Texte cité:
=-=-=

Jeudi 27 août 2009 - Des passionnés parlant de leurs passions seraient presque intarissables – surtout lorsque lesdites passions sont aussi vastes que la culture populaire et/ou prenantes comme peut l’être la fabrication du ChériBibi… Il était donc inévitable que l’entretien se mue en un boulevard conversationnel vaste lui aussi, sur lequel soit dit en passant je ne me lassais pas de circuler. Mais comme les meilleures choses ont une fin…


Lire par ici la première partie...
et la deuxième.
plus d'info sur cette photo
© Isabelle Roche



La petite fabrique chéribibine

k-libre : Je voudrais aborder de façon plus précise le processus de fabrication d’un numéro… C’est un travail collectif, mais il y a je suppose une tête pensante ?

=-=-=

Enregistrements de données:
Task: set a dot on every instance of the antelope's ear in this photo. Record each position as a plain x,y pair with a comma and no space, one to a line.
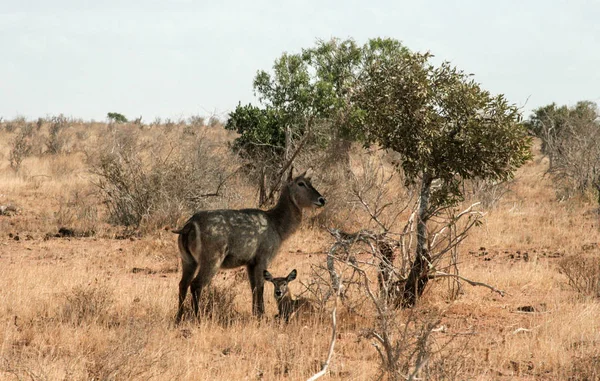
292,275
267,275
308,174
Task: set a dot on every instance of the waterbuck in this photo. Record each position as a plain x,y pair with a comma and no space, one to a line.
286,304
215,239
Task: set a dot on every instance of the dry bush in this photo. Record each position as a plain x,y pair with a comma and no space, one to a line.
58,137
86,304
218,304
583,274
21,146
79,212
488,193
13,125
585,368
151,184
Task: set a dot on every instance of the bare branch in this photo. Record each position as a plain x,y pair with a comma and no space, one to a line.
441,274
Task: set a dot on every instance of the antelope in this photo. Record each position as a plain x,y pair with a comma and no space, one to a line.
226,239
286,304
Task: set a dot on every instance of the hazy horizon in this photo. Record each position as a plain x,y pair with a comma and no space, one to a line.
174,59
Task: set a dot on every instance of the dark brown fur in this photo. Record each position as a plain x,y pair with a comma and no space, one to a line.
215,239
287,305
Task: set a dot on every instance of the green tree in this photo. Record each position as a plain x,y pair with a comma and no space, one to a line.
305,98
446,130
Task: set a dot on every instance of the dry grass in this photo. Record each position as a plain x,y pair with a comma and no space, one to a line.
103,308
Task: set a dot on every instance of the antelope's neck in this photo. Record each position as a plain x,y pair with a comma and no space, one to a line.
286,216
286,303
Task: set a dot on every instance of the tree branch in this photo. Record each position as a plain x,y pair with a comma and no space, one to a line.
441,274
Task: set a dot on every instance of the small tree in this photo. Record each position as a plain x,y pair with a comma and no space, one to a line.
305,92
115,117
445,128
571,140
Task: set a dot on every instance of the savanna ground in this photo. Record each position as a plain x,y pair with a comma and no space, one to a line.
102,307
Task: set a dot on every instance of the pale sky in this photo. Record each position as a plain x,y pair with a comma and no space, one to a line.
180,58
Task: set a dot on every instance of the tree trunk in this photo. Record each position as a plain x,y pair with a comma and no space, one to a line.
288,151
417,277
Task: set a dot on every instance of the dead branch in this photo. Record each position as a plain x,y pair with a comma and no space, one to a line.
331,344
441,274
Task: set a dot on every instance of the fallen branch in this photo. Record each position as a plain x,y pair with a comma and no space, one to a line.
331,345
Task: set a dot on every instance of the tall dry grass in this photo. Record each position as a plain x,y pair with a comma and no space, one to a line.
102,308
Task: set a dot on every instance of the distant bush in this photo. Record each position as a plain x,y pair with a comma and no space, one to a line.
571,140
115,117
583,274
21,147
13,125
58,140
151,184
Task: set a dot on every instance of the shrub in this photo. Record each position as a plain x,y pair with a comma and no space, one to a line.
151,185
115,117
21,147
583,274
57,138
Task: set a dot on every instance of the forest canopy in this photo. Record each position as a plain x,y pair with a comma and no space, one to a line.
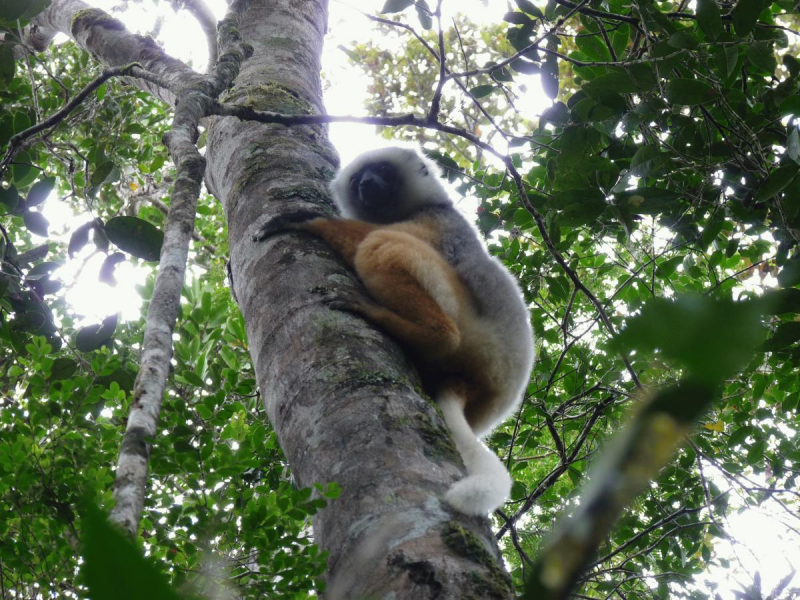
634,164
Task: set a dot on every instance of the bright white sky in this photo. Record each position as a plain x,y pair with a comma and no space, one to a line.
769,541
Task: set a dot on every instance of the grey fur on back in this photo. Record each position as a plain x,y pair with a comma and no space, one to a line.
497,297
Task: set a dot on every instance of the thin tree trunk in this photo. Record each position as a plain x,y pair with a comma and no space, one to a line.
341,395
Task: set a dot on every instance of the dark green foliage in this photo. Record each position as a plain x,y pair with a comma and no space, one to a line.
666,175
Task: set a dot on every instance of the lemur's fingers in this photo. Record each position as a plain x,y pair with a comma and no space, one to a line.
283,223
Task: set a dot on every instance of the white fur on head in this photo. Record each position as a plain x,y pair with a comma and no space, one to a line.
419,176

=-=-=

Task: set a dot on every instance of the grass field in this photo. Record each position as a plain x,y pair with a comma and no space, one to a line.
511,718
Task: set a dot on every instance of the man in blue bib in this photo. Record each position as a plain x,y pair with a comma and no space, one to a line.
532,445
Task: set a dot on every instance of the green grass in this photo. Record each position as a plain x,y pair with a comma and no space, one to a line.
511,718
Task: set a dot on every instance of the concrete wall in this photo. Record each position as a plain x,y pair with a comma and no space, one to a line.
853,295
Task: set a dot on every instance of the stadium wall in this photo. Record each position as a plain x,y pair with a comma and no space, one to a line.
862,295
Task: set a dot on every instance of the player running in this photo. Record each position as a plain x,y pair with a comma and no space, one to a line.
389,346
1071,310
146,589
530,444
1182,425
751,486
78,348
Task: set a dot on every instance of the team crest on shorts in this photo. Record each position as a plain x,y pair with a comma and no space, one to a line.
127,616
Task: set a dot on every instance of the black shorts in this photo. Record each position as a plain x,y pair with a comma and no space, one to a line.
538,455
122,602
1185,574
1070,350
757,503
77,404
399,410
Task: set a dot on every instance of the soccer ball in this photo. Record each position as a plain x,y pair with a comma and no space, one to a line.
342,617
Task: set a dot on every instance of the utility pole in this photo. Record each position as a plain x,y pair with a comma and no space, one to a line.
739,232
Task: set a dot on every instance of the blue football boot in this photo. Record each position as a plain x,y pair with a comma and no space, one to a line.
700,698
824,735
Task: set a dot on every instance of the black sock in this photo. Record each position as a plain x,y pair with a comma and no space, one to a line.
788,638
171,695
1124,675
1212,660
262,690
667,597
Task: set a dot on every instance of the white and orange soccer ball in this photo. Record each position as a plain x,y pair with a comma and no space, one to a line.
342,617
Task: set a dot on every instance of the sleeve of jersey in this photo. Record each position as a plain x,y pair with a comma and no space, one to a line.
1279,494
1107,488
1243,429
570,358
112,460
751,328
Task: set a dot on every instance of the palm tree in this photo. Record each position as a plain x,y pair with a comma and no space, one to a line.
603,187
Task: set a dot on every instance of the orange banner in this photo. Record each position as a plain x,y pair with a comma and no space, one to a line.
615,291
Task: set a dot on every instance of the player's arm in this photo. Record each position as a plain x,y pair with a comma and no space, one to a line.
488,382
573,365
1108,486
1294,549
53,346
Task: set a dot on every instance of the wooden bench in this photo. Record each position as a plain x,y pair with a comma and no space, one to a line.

=-=-=

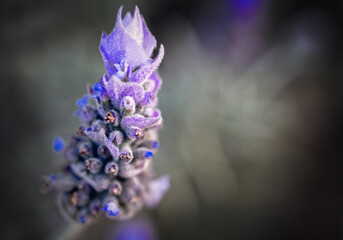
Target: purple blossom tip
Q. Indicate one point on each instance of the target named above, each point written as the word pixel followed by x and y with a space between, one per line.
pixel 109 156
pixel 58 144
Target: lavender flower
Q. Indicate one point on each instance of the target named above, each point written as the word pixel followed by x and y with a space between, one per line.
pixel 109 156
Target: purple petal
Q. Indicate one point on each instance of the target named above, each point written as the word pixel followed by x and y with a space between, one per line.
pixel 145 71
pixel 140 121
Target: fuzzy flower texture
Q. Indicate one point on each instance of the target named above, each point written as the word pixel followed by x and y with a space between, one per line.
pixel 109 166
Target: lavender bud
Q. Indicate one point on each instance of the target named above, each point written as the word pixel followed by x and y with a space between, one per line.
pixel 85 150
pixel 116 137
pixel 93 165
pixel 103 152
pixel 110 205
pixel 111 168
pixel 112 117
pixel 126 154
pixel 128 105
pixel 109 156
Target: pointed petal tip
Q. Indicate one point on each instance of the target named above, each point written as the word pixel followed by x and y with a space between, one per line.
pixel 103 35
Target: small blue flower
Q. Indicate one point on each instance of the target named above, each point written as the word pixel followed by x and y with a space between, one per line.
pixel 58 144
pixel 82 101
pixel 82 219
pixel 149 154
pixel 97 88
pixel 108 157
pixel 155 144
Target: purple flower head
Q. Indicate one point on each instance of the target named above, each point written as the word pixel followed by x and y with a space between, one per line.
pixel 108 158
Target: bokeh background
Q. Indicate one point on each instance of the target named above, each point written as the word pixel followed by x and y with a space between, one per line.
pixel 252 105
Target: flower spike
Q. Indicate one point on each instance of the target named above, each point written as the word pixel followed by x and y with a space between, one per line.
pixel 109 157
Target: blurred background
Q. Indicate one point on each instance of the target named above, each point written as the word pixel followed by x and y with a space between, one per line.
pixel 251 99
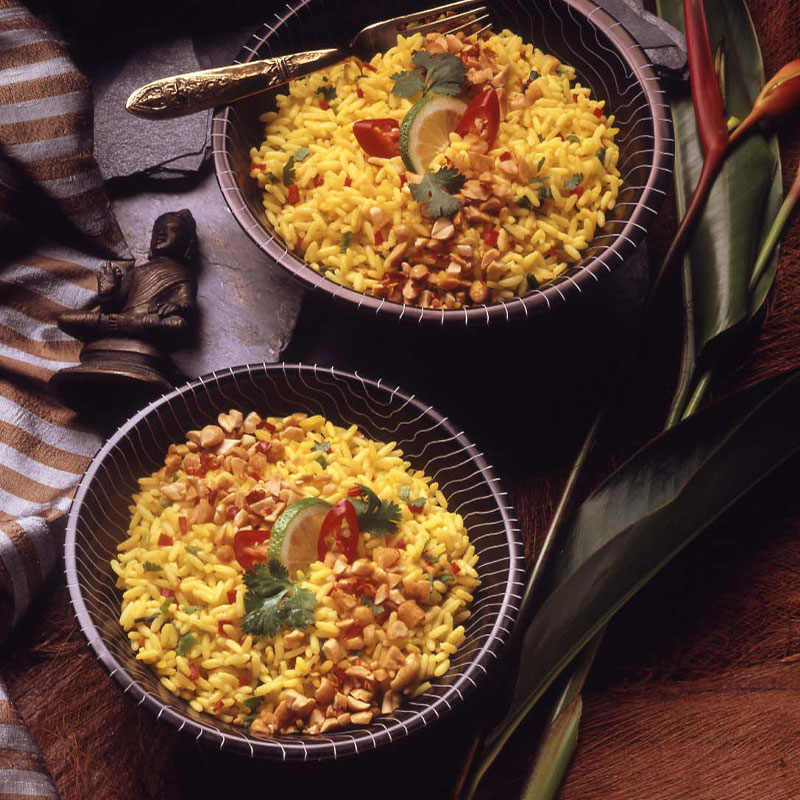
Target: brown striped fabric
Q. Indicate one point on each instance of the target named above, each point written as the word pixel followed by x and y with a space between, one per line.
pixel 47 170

=-=-=

Travail demandé: Reprenez l'entretien sur la fabrication du ChériBibi juste après sa dernière phrase et poursuivez-le.

Résultat de l'exercice:
Daniel & Vince : C’est de la monarchie directe ! C’est comme chez de vieux royalistes – euh, non parce que monarchistes et royalistes c’est pas pareil…
Daniel : Bon, on va dire que je suis le coordinateur de rédaction – le rédac’chef sans chef ! Faut dire que avant d’avoir mon boulot actuel j’étais en ASS, j’avais donc tout le temps de m’occuper de la revue alors que les autres avaient tous un travail à côté. Donc comment ça se passe concrètement pour faire un numéro ? Eh bien ce sont surtout des discussions – "Tiens, toi tu es sur quoi ? Et toi, tu as quelque chose de prêt ?…" Et pour le montage du numéro, je fais quand même en sorte de donner la priorité à ceux qui rendent leur travail en temps en en heure.
Vince : En général tu as des thèmes à exploiter, et tu les proposes des mois, voire des années à l’avance…
Daniel : Là, j’ai préparé des pré-sommaires jusqu’en 2012 ! Ça m’éclate vachement de faire des pré-sommaires, que je modifie sans arrêt [rires] ! Sans qu’on décide au départ d’une thématique précise pour chaque numéro, y a tout de même des thèmes plus ou moins affirmés qui se dessinent et, comme je passe énormément de temps à penser au chemin de fer, je me dis "tiens y a ça qui irait bien avec ça, et ça avec ça…" – par exemple, dans le numéro 2 qui avait une thématique western, j’ai inséré l’article sur le punk texan.
Vince : On met beaucoup d’interviews pour tenir la périodicité de la revue, puis après il y a un recentrage qui s’opère : chacun dit un peu ce qu’il pense, et ensuite on insère des interventions qui ne sont pas forcément liées au thème.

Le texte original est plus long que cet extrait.